- _Dataset entries_
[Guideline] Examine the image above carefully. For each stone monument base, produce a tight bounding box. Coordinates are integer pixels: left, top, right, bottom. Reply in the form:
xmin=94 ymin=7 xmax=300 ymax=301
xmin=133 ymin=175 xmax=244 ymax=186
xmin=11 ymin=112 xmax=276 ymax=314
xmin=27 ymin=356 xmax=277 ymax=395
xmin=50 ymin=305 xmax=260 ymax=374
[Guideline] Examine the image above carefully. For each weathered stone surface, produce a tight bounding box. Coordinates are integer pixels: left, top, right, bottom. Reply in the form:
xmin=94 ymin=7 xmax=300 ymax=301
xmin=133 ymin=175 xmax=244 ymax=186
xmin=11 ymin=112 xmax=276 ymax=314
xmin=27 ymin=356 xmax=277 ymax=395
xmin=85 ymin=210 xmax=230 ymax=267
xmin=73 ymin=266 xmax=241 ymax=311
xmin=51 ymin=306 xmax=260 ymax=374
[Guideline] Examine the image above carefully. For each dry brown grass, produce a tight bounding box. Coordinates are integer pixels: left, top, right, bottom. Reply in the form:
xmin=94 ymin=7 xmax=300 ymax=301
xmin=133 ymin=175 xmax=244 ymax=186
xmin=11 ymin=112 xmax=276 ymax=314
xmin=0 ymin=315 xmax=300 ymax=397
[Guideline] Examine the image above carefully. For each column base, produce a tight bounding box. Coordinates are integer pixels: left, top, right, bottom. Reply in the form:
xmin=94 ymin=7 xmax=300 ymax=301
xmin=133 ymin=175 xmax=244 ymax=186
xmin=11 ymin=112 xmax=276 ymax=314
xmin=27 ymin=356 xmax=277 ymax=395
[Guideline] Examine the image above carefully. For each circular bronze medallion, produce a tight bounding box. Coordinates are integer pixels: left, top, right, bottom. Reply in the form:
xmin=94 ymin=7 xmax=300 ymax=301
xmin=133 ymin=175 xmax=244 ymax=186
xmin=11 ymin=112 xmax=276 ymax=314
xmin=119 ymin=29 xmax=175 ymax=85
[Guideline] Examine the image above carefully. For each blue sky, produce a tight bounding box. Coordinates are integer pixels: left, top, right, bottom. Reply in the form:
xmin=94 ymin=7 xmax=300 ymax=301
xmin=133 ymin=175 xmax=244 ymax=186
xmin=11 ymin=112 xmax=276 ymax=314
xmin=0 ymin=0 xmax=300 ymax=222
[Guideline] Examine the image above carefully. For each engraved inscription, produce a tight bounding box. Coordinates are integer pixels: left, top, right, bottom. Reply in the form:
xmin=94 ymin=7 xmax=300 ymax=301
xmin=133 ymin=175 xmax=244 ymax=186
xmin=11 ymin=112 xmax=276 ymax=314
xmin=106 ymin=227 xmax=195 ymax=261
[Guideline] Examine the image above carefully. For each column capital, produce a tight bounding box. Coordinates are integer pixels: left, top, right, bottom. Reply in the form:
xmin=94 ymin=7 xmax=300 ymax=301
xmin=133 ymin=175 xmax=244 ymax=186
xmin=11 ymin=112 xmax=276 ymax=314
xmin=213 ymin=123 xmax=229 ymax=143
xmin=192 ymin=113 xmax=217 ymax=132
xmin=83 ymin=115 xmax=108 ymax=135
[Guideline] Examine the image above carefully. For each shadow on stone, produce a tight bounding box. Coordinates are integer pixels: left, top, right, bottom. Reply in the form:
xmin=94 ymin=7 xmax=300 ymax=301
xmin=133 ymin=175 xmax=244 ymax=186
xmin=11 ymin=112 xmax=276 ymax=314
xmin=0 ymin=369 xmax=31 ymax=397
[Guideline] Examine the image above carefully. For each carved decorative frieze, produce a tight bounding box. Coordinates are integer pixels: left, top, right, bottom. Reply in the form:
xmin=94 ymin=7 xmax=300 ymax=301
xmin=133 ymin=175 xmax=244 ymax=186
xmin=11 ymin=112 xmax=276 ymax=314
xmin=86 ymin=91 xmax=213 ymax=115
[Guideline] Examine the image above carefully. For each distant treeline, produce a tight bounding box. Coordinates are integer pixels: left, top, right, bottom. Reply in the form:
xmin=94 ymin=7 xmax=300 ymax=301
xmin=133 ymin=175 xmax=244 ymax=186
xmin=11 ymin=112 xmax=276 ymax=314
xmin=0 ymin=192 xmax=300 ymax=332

- _Exercise objective_
Lay out all of the data above as a two-column CSV with the headers "instruction" and "output," one row per entry. Put each entry's text and its answer in their own double-quoted fields, with line breaks replaced by spaces.

- _Answer to the problem_
instruction,output
"[Guideline] Examine the image above carefully. For each stone monument base, produce a tight bounding box. Coordinates are integer pixels: left, top, right, bottom. Reply in the form: xmin=94 ymin=7 xmax=300 ymax=301 xmin=133 ymin=175 xmax=244 ymax=186 xmin=11 ymin=112 xmax=276 ymax=314","xmin=27 ymin=356 xmax=277 ymax=395 xmin=50 ymin=305 xmax=260 ymax=374"
"[Guideline] Examine the image above carefully. For each weathered stone surface, produce a tight bounding box. Coordinates are integer pixels: left, top, right, bottom. Reply in the form: xmin=94 ymin=7 xmax=300 ymax=301 xmin=133 ymin=175 xmax=244 ymax=186 xmin=11 ymin=112 xmax=276 ymax=314","xmin=27 ymin=356 xmax=277 ymax=395 xmin=85 ymin=210 xmax=230 ymax=267 xmin=73 ymin=266 xmax=241 ymax=311 xmin=51 ymin=306 xmax=260 ymax=374"
"[Guideline] Examine the image above carefully. For each dry brown grass, produce a tight bounding box. Coordinates are integer pixels: left, top, right, bottom. Reply in the form: xmin=94 ymin=7 xmax=300 ymax=301 xmin=133 ymin=175 xmax=244 ymax=186 xmin=11 ymin=112 xmax=276 ymax=314","xmin=0 ymin=315 xmax=300 ymax=397"
"[Guideline] Examine the image above carefully. For each column base, produce a tight bounding box. Coordinates are integer pixels: left, top, right, bottom. Reply in the form: xmin=94 ymin=7 xmax=300 ymax=301 xmin=133 ymin=175 xmax=244 ymax=186 xmin=11 ymin=112 xmax=276 ymax=314","xmin=27 ymin=356 xmax=277 ymax=395"
"[Guideline] Examine the image above carefully. For each circular bronze medallion, produce a tight bounding box. Coordinates are integer pixels: left, top, right, bottom. Reply in the form: xmin=94 ymin=7 xmax=300 ymax=301 xmin=133 ymin=175 xmax=244 ymax=186 xmin=11 ymin=112 xmax=276 ymax=314","xmin=119 ymin=29 xmax=175 ymax=85"
"[Guideline] Examine the image above carefully. For each blue sky, produce a tight bounding box. Coordinates are integer pixels: left, top, right, bottom. Reply in the form: xmin=94 ymin=7 xmax=300 ymax=301 xmin=133 ymin=175 xmax=244 ymax=186 xmin=11 ymin=112 xmax=276 ymax=314","xmin=0 ymin=0 xmax=300 ymax=222"
"[Guideline] Examine the image above carefully. For each engraved inscription, produce a tight bounding box. Coordinates are integer pixels: left, top, right, bottom. Reply in the form: xmin=94 ymin=7 xmax=300 ymax=301 xmin=133 ymin=175 xmax=244 ymax=186 xmin=11 ymin=112 xmax=276 ymax=314","xmin=106 ymin=227 xmax=195 ymax=261"
"[Guideline] Examine the image above carefully. For each column capital, produce a tight bounding box. Coordinates are integer pixels: left, top, right, bottom. Reply in the form: xmin=94 ymin=7 xmax=300 ymax=301 xmin=133 ymin=175 xmax=244 ymax=186 xmin=11 ymin=112 xmax=276 ymax=314","xmin=213 ymin=123 xmax=229 ymax=143 xmin=192 ymin=113 xmax=217 ymax=132 xmin=83 ymin=115 xmax=108 ymax=135"
"[Guideline] Examine the image above carefully. For each shadow on stone, produce a tight bounding box. Coordinates are integer pixels: left, top, right, bottom. Reply in the form: xmin=94 ymin=7 xmax=300 ymax=301 xmin=133 ymin=175 xmax=244 ymax=186 xmin=11 ymin=112 xmax=276 ymax=314","xmin=0 ymin=369 xmax=31 ymax=397"
"[Guideline] Examine the image above carefully. For each carved decorative frieze, produce a tight bounding box. Coordinates are integer pixels: left, top, right, bottom. Reply in the form: xmin=94 ymin=7 xmax=300 ymax=301 xmin=133 ymin=175 xmax=244 ymax=186 xmin=11 ymin=112 xmax=276 ymax=314","xmin=86 ymin=91 xmax=213 ymax=115"
"[Guideline] Examine the image above carefully. For each distant treeline, produce a tight bounding box. Coordinates are integer pixels: left, top, right, bottom. Reply in the form: xmin=94 ymin=7 xmax=300 ymax=301 xmin=133 ymin=175 xmax=244 ymax=186 xmin=11 ymin=112 xmax=276 ymax=314","xmin=0 ymin=192 xmax=300 ymax=332"